In the entries that follow, which lines hold the string "sunglasses"? List them.
---------- EXERCISE MATERIAL
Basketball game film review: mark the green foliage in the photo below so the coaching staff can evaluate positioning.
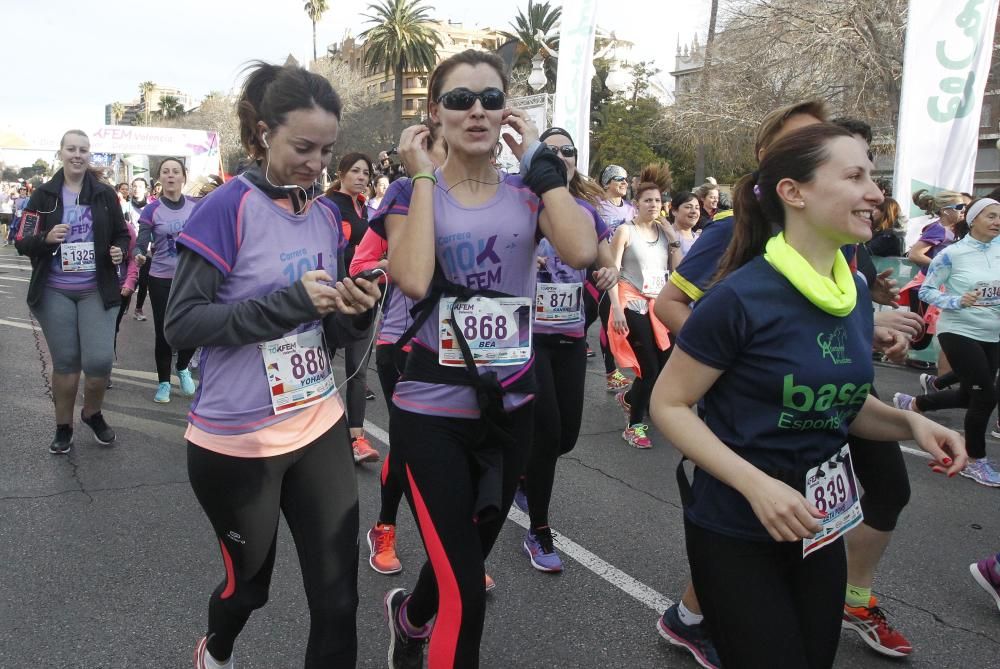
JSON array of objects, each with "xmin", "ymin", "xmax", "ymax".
[
  {"xmin": 589, "ymin": 98, "xmax": 662, "ymax": 176},
  {"xmin": 360, "ymin": 0, "xmax": 442, "ymax": 138}
]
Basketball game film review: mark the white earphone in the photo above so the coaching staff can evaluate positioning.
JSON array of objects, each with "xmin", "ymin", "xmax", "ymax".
[{"xmin": 261, "ymin": 132, "xmax": 270, "ymax": 149}]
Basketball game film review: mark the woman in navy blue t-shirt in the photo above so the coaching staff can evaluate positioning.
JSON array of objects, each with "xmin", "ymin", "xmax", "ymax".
[{"xmin": 650, "ymin": 123, "xmax": 966, "ymax": 669}]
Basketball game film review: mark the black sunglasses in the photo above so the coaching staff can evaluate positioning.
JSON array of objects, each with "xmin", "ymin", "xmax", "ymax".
[
  {"xmin": 547, "ymin": 145, "xmax": 578, "ymax": 158},
  {"xmin": 609, "ymin": 176, "xmax": 627, "ymax": 183},
  {"xmin": 436, "ymin": 87, "xmax": 506, "ymax": 111}
]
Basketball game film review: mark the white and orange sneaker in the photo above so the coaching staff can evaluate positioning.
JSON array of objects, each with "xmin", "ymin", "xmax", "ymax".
[{"xmin": 352, "ymin": 435, "xmax": 380, "ymax": 464}]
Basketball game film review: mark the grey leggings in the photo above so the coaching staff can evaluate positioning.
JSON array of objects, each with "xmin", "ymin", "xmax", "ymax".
[{"xmin": 31, "ymin": 288, "xmax": 117, "ymax": 376}]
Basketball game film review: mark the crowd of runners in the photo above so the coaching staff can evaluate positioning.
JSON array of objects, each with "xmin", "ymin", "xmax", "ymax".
[{"xmin": 9, "ymin": 51, "xmax": 1000, "ymax": 669}]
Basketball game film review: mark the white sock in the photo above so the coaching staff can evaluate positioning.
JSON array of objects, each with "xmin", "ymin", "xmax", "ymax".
[
  {"xmin": 203, "ymin": 649, "xmax": 233, "ymax": 669},
  {"xmin": 678, "ymin": 601, "xmax": 704, "ymax": 626}
]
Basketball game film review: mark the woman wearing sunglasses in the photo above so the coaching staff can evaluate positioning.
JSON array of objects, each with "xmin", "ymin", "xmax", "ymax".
[
  {"xmin": 901, "ymin": 189, "xmax": 967, "ymax": 368},
  {"xmin": 371, "ymin": 49, "xmax": 596, "ymax": 669},
  {"xmin": 513, "ymin": 126, "xmax": 616, "ymax": 573}
]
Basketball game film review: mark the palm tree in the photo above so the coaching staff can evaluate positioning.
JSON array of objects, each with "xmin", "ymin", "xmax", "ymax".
[
  {"xmin": 360, "ymin": 0, "xmax": 442, "ymax": 140},
  {"xmin": 304, "ymin": 0, "xmax": 329, "ymax": 64},
  {"xmin": 111, "ymin": 102, "xmax": 125, "ymax": 125},
  {"xmin": 160, "ymin": 95, "xmax": 184, "ymax": 120},
  {"xmin": 500, "ymin": 0, "xmax": 561, "ymax": 73},
  {"xmin": 139, "ymin": 81, "xmax": 156, "ymax": 126}
]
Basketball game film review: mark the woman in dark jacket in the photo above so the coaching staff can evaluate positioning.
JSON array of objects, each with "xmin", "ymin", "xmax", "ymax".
[{"xmin": 15, "ymin": 129, "xmax": 130, "ymax": 454}]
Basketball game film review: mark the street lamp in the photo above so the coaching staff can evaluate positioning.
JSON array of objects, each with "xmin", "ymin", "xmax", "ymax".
[{"xmin": 528, "ymin": 53, "xmax": 548, "ymax": 92}]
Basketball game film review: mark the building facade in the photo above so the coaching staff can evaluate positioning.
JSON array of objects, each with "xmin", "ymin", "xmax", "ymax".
[{"xmin": 105, "ymin": 85, "xmax": 196, "ymax": 126}]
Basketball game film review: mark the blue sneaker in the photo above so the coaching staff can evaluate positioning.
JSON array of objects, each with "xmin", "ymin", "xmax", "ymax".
[
  {"xmin": 513, "ymin": 482, "xmax": 528, "ymax": 514},
  {"xmin": 959, "ymin": 459, "xmax": 1000, "ymax": 488},
  {"xmin": 892, "ymin": 392, "xmax": 915, "ymax": 412},
  {"xmin": 522, "ymin": 527, "xmax": 563, "ymax": 573},
  {"xmin": 178, "ymin": 368, "xmax": 197, "ymax": 396},
  {"xmin": 657, "ymin": 603, "xmax": 721, "ymax": 669},
  {"xmin": 919, "ymin": 373, "xmax": 937, "ymax": 394},
  {"xmin": 154, "ymin": 382, "xmax": 171, "ymax": 403}
]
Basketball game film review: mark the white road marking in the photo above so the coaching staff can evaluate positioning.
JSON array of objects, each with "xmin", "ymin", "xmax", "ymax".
[
  {"xmin": 0, "ymin": 263, "xmax": 31, "ymax": 271},
  {"xmin": 0, "ymin": 318, "xmax": 39, "ymax": 331},
  {"xmin": 0, "ymin": 276, "xmax": 29, "ymax": 282},
  {"xmin": 362, "ymin": 419, "xmax": 674, "ymax": 614}
]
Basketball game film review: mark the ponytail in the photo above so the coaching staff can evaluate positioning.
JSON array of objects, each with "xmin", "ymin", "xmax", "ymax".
[
  {"xmin": 237, "ymin": 60, "xmax": 343, "ymax": 160},
  {"xmin": 715, "ymin": 172, "xmax": 773, "ymax": 281}
]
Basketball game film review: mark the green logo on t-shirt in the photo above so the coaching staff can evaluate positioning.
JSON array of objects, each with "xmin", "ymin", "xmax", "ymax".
[{"xmin": 817, "ymin": 327, "xmax": 851, "ymax": 365}]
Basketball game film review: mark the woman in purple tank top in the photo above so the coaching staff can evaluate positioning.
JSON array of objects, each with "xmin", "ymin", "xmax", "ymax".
[
  {"xmin": 370, "ymin": 50, "xmax": 598, "ymax": 669},
  {"xmin": 163, "ymin": 62, "xmax": 381, "ymax": 669}
]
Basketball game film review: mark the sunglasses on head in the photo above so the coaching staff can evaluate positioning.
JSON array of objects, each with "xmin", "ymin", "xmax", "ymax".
[
  {"xmin": 436, "ymin": 87, "xmax": 506, "ymax": 111},
  {"xmin": 942, "ymin": 203, "xmax": 966, "ymax": 211},
  {"xmin": 546, "ymin": 145, "xmax": 577, "ymax": 158}
]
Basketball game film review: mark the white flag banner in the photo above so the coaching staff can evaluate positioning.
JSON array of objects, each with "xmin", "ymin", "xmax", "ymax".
[
  {"xmin": 893, "ymin": 0, "xmax": 999, "ymax": 249},
  {"xmin": 553, "ymin": 0, "xmax": 598, "ymax": 174}
]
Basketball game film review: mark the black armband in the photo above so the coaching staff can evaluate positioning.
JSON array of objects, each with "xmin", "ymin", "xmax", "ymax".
[{"xmin": 522, "ymin": 148, "xmax": 568, "ymax": 198}]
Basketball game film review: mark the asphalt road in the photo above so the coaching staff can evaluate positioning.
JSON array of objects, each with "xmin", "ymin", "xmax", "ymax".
[{"xmin": 1, "ymin": 244, "xmax": 998, "ymax": 669}]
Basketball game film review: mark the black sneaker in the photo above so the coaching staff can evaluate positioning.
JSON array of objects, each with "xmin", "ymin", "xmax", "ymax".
[
  {"xmin": 81, "ymin": 410, "xmax": 116, "ymax": 445},
  {"xmin": 49, "ymin": 425, "xmax": 73, "ymax": 455},
  {"xmin": 366, "ymin": 386, "xmax": 377, "ymax": 401},
  {"xmin": 384, "ymin": 588, "xmax": 427, "ymax": 669}
]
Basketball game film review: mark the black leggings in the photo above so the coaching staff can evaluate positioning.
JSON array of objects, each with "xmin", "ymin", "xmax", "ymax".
[
  {"xmin": 187, "ymin": 425, "xmax": 359, "ymax": 666},
  {"xmin": 686, "ymin": 518, "xmax": 846, "ymax": 669},
  {"xmin": 623, "ymin": 308, "xmax": 670, "ymax": 425},
  {"xmin": 375, "ymin": 344, "xmax": 407, "ymax": 526},
  {"xmin": 148, "ymin": 276, "xmax": 195, "ymax": 383},
  {"xmin": 389, "ymin": 404, "xmax": 532, "ymax": 668},
  {"xmin": 916, "ymin": 333, "xmax": 999, "ymax": 459},
  {"xmin": 584, "ymin": 287, "xmax": 617, "ymax": 374},
  {"xmin": 526, "ymin": 335, "xmax": 586, "ymax": 529},
  {"xmin": 114, "ymin": 292, "xmax": 132, "ymax": 355},
  {"xmin": 135, "ymin": 259, "xmax": 151, "ymax": 310},
  {"xmin": 334, "ymin": 333, "xmax": 373, "ymax": 430}
]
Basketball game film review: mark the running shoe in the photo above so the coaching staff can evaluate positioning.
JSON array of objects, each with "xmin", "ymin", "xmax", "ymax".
[
  {"xmin": 485, "ymin": 573, "xmax": 496, "ymax": 593},
  {"xmin": 513, "ymin": 481, "xmax": 528, "ymax": 513},
  {"xmin": 959, "ymin": 459, "xmax": 1000, "ymax": 487},
  {"xmin": 49, "ymin": 425, "xmax": 73, "ymax": 455},
  {"xmin": 522, "ymin": 526, "xmax": 563, "ymax": 572},
  {"xmin": 842, "ymin": 596, "xmax": 913, "ymax": 657},
  {"xmin": 656, "ymin": 603, "xmax": 721, "ymax": 669},
  {"xmin": 969, "ymin": 554, "xmax": 1000, "ymax": 613},
  {"xmin": 991, "ymin": 421, "xmax": 1000, "ymax": 439},
  {"xmin": 892, "ymin": 392, "xmax": 915, "ymax": 412},
  {"xmin": 615, "ymin": 390, "xmax": 631, "ymax": 422},
  {"xmin": 106, "ymin": 378, "xmax": 113, "ymax": 390},
  {"xmin": 368, "ymin": 523, "xmax": 402, "ymax": 575},
  {"xmin": 623, "ymin": 424, "xmax": 652, "ymax": 449},
  {"xmin": 352, "ymin": 435, "xmax": 380, "ymax": 464},
  {"xmin": 81, "ymin": 410, "xmax": 115, "ymax": 445},
  {"xmin": 154, "ymin": 382, "xmax": 171, "ymax": 403},
  {"xmin": 193, "ymin": 635, "xmax": 233, "ymax": 668},
  {"xmin": 606, "ymin": 369, "xmax": 630, "ymax": 392},
  {"xmin": 919, "ymin": 373, "xmax": 938, "ymax": 394},
  {"xmin": 385, "ymin": 588, "xmax": 427, "ymax": 669},
  {"xmin": 366, "ymin": 386, "xmax": 377, "ymax": 401},
  {"xmin": 133, "ymin": 309, "xmax": 147, "ymax": 321},
  {"xmin": 178, "ymin": 369, "xmax": 197, "ymax": 397},
  {"xmin": 586, "ymin": 345, "xmax": 595, "ymax": 358}
]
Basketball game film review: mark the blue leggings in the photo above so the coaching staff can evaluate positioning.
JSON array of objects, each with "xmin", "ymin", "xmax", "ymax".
[{"xmin": 31, "ymin": 288, "xmax": 116, "ymax": 376}]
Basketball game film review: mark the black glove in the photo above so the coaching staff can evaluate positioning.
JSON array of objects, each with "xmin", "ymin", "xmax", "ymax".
[{"xmin": 522, "ymin": 147, "xmax": 568, "ymax": 199}]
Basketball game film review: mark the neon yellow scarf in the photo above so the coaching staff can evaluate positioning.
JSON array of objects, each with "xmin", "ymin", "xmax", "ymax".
[{"xmin": 763, "ymin": 233, "xmax": 857, "ymax": 316}]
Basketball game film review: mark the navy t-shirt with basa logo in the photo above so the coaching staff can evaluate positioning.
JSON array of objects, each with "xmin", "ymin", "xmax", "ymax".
[{"xmin": 676, "ymin": 255, "xmax": 875, "ymax": 541}]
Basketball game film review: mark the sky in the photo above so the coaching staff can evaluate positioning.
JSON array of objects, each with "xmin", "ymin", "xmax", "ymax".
[{"xmin": 1, "ymin": 0, "xmax": 709, "ymax": 161}]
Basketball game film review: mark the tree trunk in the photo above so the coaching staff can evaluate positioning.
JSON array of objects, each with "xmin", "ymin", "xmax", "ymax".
[
  {"xmin": 694, "ymin": 0, "xmax": 720, "ymax": 184},
  {"xmin": 393, "ymin": 59, "xmax": 405, "ymax": 141},
  {"xmin": 312, "ymin": 21, "xmax": 318, "ymax": 63}
]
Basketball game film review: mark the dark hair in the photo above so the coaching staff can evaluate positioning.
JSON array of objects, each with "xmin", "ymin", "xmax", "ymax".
[
  {"xmin": 131, "ymin": 177, "xmax": 148, "ymax": 186},
  {"xmin": 754, "ymin": 100, "xmax": 829, "ymax": 160},
  {"xmin": 328, "ymin": 152, "xmax": 373, "ymax": 192},
  {"xmin": 716, "ymin": 123, "xmax": 854, "ymax": 281},
  {"xmin": 427, "ymin": 49, "xmax": 509, "ymax": 110},
  {"xmin": 540, "ymin": 126, "xmax": 603, "ymax": 208},
  {"xmin": 986, "ymin": 186, "xmax": 1000, "ymax": 201},
  {"xmin": 831, "ymin": 117, "xmax": 873, "ymax": 144},
  {"xmin": 116, "ymin": 182, "xmax": 129, "ymax": 190},
  {"xmin": 59, "ymin": 129, "xmax": 89, "ymax": 149},
  {"xmin": 157, "ymin": 157, "xmax": 187, "ymax": 179},
  {"xmin": 667, "ymin": 191, "xmax": 698, "ymax": 222},
  {"xmin": 238, "ymin": 61, "xmax": 343, "ymax": 159}
]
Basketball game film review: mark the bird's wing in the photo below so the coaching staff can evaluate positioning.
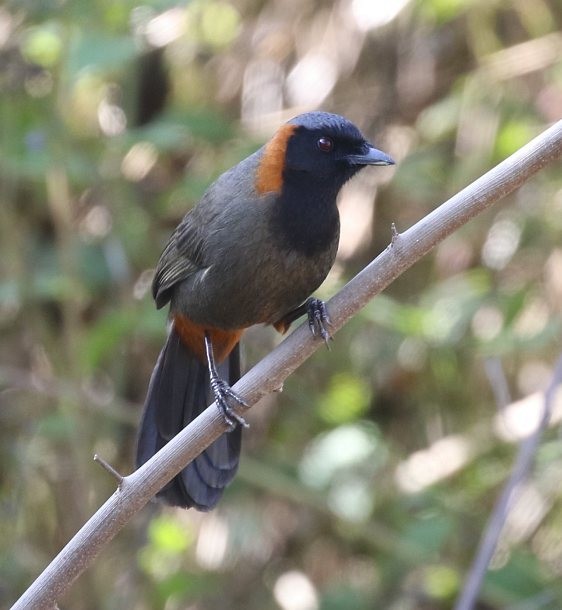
--------------------
* EXERCISE OUTPUT:
Basketball game film review: mark the black sunglasses in the photo above so the coaching staff can evaluate positioning.
Basketball game film review: mark the woman wearing sunglasses in the photo above so the coaching staff can evaluate positioning.
Basketball game film review: mark the sunglasses on head in the photo above so the coaching staff can evaluate positioning.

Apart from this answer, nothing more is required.